◆ Material provided ◆

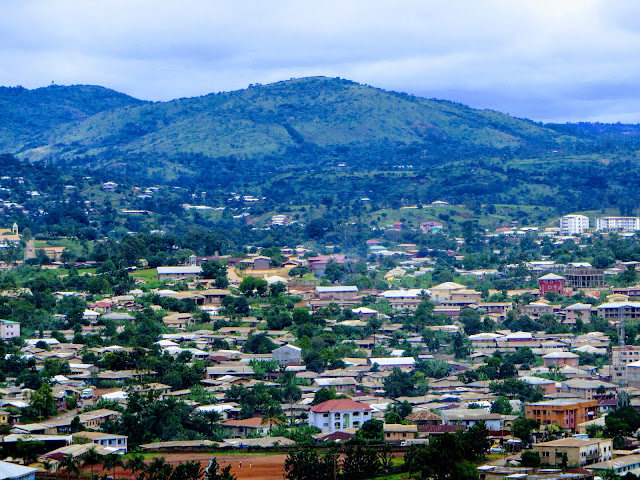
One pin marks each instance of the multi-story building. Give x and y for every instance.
(579, 451)
(625, 310)
(623, 224)
(336, 415)
(620, 358)
(9, 329)
(551, 283)
(573, 224)
(566, 413)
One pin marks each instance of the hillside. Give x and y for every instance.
(326, 115)
(31, 117)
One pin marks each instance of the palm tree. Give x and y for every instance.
(136, 464)
(112, 461)
(70, 464)
(213, 418)
(159, 469)
(48, 466)
(271, 413)
(91, 457)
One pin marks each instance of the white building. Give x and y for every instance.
(573, 224)
(112, 442)
(18, 472)
(336, 415)
(9, 329)
(624, 224)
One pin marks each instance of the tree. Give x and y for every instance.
(258, 344)
(502, 406)
(42, 404)
(299, 271)
(111, 461)
(214, 472)
(91, 457)
(215, 271)
(325, 394)
(29, 450)
(372, 430)
(272, 413)
(48, 467)
(309, 465)
(360, 463)
(70, 464)
(334, 271)
(461, 346)
(399, 384)
(530, 459)
(136, 464)
(522, 428)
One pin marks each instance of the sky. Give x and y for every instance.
(550, 61)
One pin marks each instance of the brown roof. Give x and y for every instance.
(338, 405)
(423, 416)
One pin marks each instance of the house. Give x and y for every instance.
(617, 311)
(577, 311)
(12, 471)
(397, 433)
(560, 359)
(551, 283)
(178, 320)
(54, 253)
(319, 264)
(347, 292)
(573, 224)
(287, 354)
(340, 384)
(115, 443)
(620, 466)
(579, 451)
(567, 413)
(469, 417)
(622, 224)
(9, 329)
(177, 273)
(443, 291)
(247, 427)
(334, 415)
(587, 389)
(261, 263)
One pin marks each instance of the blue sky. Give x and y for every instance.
(561, 60)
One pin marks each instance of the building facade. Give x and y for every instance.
(574, 224)
(622, 224)
(335, 415)
(9, 329)
(566, 413)
(579, 451)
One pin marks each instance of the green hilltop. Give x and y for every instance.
(318, 112)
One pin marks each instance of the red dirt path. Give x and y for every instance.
(263, 467)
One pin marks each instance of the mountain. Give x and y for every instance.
(323, 115)
(30, 118)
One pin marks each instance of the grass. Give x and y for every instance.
(149, 275)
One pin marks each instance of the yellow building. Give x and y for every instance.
(579, 451)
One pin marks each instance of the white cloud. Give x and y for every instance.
(534, 58)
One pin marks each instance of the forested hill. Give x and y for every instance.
(30, 118)
(317, 117)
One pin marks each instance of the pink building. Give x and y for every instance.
(551, 283)
(9, 329)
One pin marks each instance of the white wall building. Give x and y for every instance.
(573, 224)
(336, 415)
(624, 224)
(9, 329)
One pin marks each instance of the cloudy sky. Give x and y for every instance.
(548, 60)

◆ Task brief ◆
Please put the records from the line containing "One pin marks each instance of the house." through the end of the records into a two-column CSV with columns named text and answer. Use one row per record, with each field quoted and any line breaks replaced by spaces.

◆ Solution to this problem ◆
text,answer
"One pin marks each instance of the house. Give x and y for every instance.","(617, 311) (577, 311) (12, 471) (397, 433) (560, 359) (551, 283) (178, 320) (54, 253) (319, 264) (347, 292) (573, 224) (287, 354) (340, 384) (115, 443) (620, 466) (579, 451) (567, 413) (469, 417) (622, 224) (9, 329) (177, 273) (443, 291) (247, 427) (334, 415) (587, 389) (261, 263)"
"One pin marks each instance of the blue sky. Give x and y for every instance.","(561, 60)"
"One pin marks each instance of the building facade. Give x and y for every instance.","(574, 224) (622, 224) (335, 415) (9, 329) (566, 413) (579, 451)"
"One pin marks each instance of the green hilltop. Give x and y for every instance.","(318, 112)"
"One pin marks each instance of the red dirt path. Give x and y for every instance.","(263, 467)"
"One pin marks each instance of the mountain. Give x and y for every instance.","(323, 115) (30, 118)"
"One pin marks each instance of the grass. Give x and y for every instance.","(149, 275)"
"One pin marks each instance of the yellow building. Give x and y for every instance.","(579, 451)"
"One pin marks each instance of the white cloud. Give x and y for every instance.","(534, 58)"
"One pin marks each instance of the forested hill. Give x and y for every instance.","(30, 118) (317, 117)"
"One pin marks each instance of the pink building. Give x and y for every instance.","(551, 283) (9, 329)"
"One pin marks each instance of the white wall building. Give x and y for every instance.","(573, 224) (336, 415) (624, 224) (9, 329)"
"One pin marks each instance of the cloudy sky. Give x and y for every instance.","(548, 60)"